> **Work order**:
Continue the article about the Central Park Five miniseries, below, from where it stops. The data after it is not part of the article.

> **Source text**:
The series follows the journey of Salaam (Etan Herisse, Chris Chalk) along with Antron McCray (Caleel Harris, Jovan Adepo), Kevin Richardson (Asante Blackk, Justin Cunningham), Raymond Santana (Marquis Rodriguez, Freddy Miyares) and Korey Wise (Jharrel Jerome) through every aspect of their journey.

The first two episodes of the show focus on the trial and conviction of the five, while the second two look at their adult lives in prison leading up to their exoneration. The show does not shy away from describing their brutal treatment, which included physical harassment by police officers during interviews.

The last episode of the series is dedicated almost entirely to Wise’s story — unlike the younger members of the Central Park Five, who were tried as minors and sentenced to a youth correctional facility, Wise was tried as an adult at age 16 and sentenced to 15 years of prison. Towards the end of the miniseries, viewers are shown the brutal treatment Wise experienced, including beatings, ridicule and time spent in isolation.

In his talk, Salaam recounted a moment from his own life involving Wise that was depicted in the show. In the first episode, Wise, who was not initially on the policemen’s radar when they searched for suspects, voluntarily goes down to the police station because he wanted to protect Salaam, who he had been friends with since they were young boys.

“And he just ends up getting the worst of this case,” Salaam said. “But all that he did was just come downtown to protect me.”

Salaam recounted his experience attending the Emmy Awards this year with Wise, now also a public speaker and advocate for criminal justice reform, and the three other exonerees. He recalled watching the actor who portrayed Wise, Jharrel Jerome, win Best Actor in a Limited Series. When Jerome, the first Afro-Latino man to win an Emmy, accepted his award, he dedicated it to the five men.

> **Information shown**:
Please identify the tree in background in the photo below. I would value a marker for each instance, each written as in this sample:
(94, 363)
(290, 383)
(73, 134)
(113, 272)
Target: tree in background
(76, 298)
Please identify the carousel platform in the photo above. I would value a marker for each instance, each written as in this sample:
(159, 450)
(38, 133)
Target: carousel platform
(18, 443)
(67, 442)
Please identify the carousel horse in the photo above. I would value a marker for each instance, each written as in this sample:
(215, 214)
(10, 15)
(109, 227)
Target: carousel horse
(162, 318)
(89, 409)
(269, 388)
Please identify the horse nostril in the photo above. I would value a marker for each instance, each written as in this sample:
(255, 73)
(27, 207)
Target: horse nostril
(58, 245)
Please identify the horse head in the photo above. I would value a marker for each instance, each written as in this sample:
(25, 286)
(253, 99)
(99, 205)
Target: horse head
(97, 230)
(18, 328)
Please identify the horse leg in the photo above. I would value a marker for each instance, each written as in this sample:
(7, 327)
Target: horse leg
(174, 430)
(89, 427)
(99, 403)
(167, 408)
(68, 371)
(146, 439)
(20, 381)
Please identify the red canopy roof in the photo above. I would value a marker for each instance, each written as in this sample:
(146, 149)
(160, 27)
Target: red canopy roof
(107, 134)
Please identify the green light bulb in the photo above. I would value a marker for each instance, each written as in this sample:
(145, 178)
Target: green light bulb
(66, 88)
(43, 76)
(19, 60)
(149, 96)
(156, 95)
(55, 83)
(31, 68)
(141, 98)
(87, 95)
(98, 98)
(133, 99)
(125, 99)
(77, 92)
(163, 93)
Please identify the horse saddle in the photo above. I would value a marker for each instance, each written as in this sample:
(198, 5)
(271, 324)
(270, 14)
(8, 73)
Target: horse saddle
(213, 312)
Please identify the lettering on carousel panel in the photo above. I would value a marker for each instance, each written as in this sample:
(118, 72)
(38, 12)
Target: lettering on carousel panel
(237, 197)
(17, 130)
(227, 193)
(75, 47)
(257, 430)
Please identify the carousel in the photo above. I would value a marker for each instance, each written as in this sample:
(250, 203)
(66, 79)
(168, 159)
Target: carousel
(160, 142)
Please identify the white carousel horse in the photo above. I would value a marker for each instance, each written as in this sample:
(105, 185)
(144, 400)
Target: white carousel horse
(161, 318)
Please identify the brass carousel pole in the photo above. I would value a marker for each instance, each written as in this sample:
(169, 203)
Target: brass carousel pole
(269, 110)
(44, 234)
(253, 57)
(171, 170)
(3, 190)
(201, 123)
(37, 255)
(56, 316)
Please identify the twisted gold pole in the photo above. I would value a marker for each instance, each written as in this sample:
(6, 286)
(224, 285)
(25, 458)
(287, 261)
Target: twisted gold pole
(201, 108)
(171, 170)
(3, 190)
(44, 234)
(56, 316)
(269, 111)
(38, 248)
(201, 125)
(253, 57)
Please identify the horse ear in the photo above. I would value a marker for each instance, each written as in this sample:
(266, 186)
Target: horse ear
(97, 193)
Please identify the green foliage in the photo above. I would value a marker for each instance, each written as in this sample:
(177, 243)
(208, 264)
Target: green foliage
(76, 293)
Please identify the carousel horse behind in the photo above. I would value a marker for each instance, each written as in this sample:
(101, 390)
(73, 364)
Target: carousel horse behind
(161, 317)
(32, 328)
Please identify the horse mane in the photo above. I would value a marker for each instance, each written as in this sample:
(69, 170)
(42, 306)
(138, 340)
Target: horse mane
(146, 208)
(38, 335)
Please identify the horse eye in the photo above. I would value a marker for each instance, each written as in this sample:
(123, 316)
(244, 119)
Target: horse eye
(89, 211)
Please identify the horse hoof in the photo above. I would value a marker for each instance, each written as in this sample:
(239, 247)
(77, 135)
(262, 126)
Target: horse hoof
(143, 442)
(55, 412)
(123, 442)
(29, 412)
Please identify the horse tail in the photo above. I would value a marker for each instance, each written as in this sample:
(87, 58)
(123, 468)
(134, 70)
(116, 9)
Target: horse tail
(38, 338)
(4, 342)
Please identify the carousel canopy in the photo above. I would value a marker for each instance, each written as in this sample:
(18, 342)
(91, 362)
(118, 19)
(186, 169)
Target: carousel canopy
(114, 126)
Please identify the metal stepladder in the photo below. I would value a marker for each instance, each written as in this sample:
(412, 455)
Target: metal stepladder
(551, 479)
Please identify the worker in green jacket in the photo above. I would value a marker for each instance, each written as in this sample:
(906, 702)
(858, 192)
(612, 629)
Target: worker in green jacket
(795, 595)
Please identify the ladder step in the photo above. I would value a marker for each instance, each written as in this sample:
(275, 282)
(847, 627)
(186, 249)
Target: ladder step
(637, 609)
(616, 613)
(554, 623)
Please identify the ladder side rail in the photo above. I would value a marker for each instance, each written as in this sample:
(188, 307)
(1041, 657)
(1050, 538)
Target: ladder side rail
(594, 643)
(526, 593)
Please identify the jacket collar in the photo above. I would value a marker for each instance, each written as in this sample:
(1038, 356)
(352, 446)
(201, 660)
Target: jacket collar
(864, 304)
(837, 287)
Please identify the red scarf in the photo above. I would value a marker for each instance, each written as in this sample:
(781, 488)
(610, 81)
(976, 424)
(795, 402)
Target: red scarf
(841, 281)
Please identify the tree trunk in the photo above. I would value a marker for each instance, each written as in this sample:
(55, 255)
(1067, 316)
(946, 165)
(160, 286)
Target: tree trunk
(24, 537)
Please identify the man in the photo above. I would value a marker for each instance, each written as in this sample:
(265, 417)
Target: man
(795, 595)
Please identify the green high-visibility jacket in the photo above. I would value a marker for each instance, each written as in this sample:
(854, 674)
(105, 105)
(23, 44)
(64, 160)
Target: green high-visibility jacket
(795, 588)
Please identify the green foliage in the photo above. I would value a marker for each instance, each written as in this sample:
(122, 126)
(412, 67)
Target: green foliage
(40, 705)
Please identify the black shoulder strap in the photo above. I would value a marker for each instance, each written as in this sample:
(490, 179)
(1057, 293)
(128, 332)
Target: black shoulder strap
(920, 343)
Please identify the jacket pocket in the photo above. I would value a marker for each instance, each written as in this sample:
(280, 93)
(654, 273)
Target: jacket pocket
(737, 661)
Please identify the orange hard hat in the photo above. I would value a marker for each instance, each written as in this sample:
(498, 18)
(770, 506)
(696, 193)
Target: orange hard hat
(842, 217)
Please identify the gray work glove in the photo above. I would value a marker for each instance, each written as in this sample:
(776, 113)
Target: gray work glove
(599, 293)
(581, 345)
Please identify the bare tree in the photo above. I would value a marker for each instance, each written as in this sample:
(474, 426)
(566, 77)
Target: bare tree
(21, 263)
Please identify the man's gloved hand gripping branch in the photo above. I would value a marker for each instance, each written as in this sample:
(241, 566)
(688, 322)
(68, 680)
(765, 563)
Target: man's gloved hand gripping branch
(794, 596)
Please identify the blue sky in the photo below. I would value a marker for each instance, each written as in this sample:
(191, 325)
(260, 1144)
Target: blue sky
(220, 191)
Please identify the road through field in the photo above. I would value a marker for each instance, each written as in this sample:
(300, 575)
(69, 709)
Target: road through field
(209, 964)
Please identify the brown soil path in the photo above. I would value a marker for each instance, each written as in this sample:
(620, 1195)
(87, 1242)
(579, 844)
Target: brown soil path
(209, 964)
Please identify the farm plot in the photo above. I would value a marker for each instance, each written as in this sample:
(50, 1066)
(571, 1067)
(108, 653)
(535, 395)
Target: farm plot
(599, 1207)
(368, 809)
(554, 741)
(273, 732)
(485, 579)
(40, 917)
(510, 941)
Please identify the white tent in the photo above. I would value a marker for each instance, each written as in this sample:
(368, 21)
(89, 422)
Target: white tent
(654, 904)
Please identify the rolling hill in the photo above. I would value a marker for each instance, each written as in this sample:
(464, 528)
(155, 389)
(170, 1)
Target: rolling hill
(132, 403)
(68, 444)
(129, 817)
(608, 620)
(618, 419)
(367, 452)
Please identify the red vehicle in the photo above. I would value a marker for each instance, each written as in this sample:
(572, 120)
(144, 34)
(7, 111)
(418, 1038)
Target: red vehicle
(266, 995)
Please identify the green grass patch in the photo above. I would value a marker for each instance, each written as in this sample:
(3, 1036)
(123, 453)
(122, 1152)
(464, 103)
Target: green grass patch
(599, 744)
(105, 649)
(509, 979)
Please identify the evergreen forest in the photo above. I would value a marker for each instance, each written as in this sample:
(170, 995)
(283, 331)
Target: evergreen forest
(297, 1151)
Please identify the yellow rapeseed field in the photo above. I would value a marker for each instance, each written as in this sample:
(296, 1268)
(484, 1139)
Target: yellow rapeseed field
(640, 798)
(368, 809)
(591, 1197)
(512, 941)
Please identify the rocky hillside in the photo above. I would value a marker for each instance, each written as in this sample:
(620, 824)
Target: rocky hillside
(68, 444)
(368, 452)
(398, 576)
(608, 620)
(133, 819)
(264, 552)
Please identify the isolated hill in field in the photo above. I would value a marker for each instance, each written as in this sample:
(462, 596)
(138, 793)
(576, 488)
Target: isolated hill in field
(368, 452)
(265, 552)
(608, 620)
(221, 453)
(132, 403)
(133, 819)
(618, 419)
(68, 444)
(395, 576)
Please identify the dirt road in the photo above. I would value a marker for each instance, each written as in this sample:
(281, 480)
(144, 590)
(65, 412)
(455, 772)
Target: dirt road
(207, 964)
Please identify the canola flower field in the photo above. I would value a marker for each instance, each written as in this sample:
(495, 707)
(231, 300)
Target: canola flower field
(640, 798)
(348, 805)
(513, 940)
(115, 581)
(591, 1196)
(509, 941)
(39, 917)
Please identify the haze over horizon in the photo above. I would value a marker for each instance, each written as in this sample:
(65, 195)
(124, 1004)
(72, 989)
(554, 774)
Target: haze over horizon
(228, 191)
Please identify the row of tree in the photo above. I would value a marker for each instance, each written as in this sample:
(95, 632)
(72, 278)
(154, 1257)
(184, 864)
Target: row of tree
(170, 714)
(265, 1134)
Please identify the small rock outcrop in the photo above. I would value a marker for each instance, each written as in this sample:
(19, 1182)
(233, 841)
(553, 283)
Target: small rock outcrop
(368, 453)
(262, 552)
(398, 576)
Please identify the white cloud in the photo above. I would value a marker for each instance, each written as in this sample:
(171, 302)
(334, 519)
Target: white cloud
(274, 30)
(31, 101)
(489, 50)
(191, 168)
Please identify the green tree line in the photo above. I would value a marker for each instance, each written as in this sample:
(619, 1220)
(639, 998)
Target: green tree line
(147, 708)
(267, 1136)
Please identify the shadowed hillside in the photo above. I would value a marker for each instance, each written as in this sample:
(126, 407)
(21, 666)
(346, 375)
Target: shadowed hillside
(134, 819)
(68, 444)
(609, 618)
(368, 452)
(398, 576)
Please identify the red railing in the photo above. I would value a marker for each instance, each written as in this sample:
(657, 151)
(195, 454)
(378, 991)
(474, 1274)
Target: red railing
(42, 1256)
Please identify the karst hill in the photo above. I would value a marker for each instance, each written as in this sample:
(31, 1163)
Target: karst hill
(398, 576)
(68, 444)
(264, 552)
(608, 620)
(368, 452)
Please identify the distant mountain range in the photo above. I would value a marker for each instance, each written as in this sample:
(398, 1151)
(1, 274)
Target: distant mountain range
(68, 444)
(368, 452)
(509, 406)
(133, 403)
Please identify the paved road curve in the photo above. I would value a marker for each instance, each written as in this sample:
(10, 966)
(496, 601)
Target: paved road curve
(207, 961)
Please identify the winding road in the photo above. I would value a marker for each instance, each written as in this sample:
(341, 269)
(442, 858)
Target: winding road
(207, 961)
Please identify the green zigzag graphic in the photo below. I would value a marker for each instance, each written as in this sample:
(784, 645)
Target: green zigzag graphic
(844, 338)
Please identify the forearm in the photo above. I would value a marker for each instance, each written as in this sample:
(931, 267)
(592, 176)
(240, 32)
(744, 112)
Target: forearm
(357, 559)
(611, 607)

> **Response area**:
“Every single person in the audience stood up, turned around and was clapping. It was a beautiful thing to see,” Salaam said.

Though many have seen “When They See Us,” Ellie Simmons, lecture director of the Pitt Program Council, said she hadn’t yet watched the series. She said that the series must have added a different kind of perspective to the audience members who had seen it.

“Getting to see him speak in real life is just a whole different experience … but I’m sure [watching the miniseries] would have complimented it very well and I’m very excited to experience what it’s going to be like to watch it after I got to see him speak and get to know him a little bit,” she said.

Janine Abate, a graduate student from the School of Pharmacy, said she was amazed by Salaam’s continued optimism towards life, considering all that he had been through at such a young age.

“I think it was kind of amazing to see the transformation he talked about, coming to peace and looking back on everything that he went through,” she said. “He seems very at peace and even with his time struggling in the show in prison.”

The miniseries emphasizes Salaam’s connection to God and Islam as a key aspect of his life. DeVernay conveys how his faith kept him going in the movie, including depicting a scene where Salaam makes friends with other Muslim teenagers while in juveline detention.

Salaam said his faith remains a pillar for him to lean on to this day. In his lecture, he imparted some wisdom upon the crowd about finding one’s path in life, despite how difficult the road may be.

“There is a beauty in knowing you are here on purpose,” Salaam said. “God is not finished with you.”

Sabrina Njau, an undecided sophomore, said she felt similarly to Abate about Salaam’s lighthearted nature. She had expected more lingering anger from him, similar to the anger she had seen from all of the five and their families in the series.

“He seemed to have no hate going into it,” Njau said. “I thought there was going to be some bitterness but he seems to have found his peace with God.” 

As he concluded his talk, Salaam received a standing ovation from the crowd. There was even an echo of the show’s last scene for those who know it.

In the show, all five boys, now grown, stand before their families and supporters on a stage on a sunny day in Harlem. Heads high, they raise their linked hands up above their heads and bask in the warmth of their hard-earned triumph.